§ **文件內文**
════════════════

松島國際都市由國家主導,企圖創造韓國最大的自由貿易區,吸引外資與跨國企業、國際
學校進駐;外國投資者在此不但獲得各種租稅減免,還可以完全持有土地的所有權。
松島國際都市以「綠色、低碳、永續發展」作為號召,整座城市皆獲得「美國綠建築協會
」(U.S. Green Building Council)的「能源與環境先導設計」(LEED)認證,並以國
際知名建築地標如威尼斯運河,營造松島面向全球的空間意象。完工後,佔地6平方公里
的松島國際都市將提供35,000,000平方米的公寓住宅,以及929,000平方米的零售空間,
並以金融、國際商務、國際學校和醫療設施作為產業發展重點。

════════════════

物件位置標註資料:
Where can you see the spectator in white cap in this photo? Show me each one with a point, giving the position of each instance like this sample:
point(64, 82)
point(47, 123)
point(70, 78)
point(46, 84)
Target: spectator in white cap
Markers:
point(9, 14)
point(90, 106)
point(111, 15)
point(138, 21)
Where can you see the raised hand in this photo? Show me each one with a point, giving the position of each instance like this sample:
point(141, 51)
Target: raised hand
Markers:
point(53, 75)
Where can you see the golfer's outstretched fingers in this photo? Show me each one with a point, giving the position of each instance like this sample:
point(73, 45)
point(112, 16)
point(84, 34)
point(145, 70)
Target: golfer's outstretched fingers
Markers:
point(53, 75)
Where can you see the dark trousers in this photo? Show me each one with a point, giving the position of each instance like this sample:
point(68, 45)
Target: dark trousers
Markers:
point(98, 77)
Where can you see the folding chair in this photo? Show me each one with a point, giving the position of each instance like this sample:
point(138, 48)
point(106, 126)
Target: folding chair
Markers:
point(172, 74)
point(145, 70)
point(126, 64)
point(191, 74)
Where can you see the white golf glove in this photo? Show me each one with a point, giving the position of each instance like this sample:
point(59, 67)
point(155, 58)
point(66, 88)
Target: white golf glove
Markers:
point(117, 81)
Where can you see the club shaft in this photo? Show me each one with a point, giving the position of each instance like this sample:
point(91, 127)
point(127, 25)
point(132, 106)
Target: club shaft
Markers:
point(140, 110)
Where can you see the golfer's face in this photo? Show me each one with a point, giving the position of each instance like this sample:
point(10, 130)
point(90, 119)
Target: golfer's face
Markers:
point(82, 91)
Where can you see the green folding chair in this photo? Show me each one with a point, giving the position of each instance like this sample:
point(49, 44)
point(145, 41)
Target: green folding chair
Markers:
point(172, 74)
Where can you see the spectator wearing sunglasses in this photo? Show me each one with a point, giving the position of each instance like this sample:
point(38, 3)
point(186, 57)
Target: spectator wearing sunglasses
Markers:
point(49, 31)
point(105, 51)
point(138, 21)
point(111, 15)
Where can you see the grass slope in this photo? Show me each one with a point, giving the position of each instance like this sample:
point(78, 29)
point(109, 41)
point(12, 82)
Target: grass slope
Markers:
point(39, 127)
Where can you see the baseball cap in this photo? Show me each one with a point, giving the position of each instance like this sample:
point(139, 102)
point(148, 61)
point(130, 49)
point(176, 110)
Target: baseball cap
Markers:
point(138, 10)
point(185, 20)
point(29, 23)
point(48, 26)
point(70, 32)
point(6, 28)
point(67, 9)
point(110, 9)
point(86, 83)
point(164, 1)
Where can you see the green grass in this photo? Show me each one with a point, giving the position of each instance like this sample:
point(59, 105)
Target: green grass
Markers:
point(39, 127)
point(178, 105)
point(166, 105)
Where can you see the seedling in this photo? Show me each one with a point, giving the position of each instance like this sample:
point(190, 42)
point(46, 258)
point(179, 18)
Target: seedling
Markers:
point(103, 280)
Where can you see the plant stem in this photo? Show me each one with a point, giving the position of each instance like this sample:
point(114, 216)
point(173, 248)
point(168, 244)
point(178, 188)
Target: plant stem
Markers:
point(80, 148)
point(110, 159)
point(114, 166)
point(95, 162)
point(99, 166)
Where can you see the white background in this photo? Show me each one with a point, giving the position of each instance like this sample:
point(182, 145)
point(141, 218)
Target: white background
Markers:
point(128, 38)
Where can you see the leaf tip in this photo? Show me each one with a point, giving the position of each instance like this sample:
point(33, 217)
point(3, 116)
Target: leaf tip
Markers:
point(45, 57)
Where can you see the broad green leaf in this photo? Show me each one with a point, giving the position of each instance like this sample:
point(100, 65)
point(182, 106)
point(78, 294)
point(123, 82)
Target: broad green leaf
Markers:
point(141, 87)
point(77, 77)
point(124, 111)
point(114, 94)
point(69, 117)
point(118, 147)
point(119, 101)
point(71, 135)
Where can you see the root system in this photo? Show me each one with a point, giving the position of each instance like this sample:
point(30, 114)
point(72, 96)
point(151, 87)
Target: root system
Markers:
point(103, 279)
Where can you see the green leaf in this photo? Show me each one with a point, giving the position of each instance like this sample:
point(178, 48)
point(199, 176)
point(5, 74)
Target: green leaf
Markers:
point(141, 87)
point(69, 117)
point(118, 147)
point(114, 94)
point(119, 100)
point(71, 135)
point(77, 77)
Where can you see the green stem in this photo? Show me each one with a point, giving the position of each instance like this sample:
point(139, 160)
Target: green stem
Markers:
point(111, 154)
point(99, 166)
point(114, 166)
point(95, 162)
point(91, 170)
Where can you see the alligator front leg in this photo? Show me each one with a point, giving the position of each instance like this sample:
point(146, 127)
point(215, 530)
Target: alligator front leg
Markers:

════════════════

§ **完成下列**
- A) 請將松島國際都市一文中的這句話譯成英文:「松島國際都市由國家主導,企圖創造韓國最大的自由貿易區,吸引外資與跨國企業、國際學校進駐;外國投資者在此不但獲得各種租稅減免,還可以完全持有土地的所有權。」
- B) 依松島國際都市一文,完工後該城市將提供多少平方米的零售空間?
- C) 從松島國際都市一文的最後一句之後接續寫下去。

§ **練習解答**
- A) Songdo International City is a state-led project that aims to create Korea's largest free trade zone and to attract foreign capital, multinational corporations, and international schools; foreign investors here not only receive various tax reductions and exemptions but can also hold full ownership of land.

- B) 929,000平方米。

- C)
除了中國城與松島國際都市這兩個節點,韓國政府亦投入巨資在海上興建長達12.3公里的
「仁川大橋」,連結仁川國際機場與松島國際都市,使新開發的城市,得以便利迅速與世
界其他城市來往,坐收時空壓縮的利基。此外,2009年仁川地鐵一號線通往松島國際都市
的南延段通車,成為進入松島國際都市公共交通動脈;2016年則有「水仁線」通車,讓中
國城所在的地區,除了既有的韓國國鐵、首爾地鐵一號線之外,也有向南通往松島國際都
市方向的交通路線。
馬克思主義地理學家大衛哈維(David Harvey)最有名的「空間修補」(spatial fix)
概念,曾經將空間視野引入馬克思的理論,從而看見了在生產過剩所造成的資本積累危機
之中(亦即哈維所稱的「第一迴路」),空間如何成為調節危機的「第二迴路」。在此,
兼具門戶區位、外來族裔歷史資產的仁川,便成為了兩種「空間修補」的交會點。
其中,1997的亞洲金融危機,為仁川中國城、松島國際都市帶來了相應的新自由主義政策
論述,成為外國資本進行地理擴張(首先是美國等資本核心國家,後來是中國)的目的地
;而大規模的中國城街區改造、全新的現代都市計劃與基礎建設,則以鋼筋、水泥和土地
,則又為那些在製造業中無利可圖的資金,開拓了新的迴路與去處。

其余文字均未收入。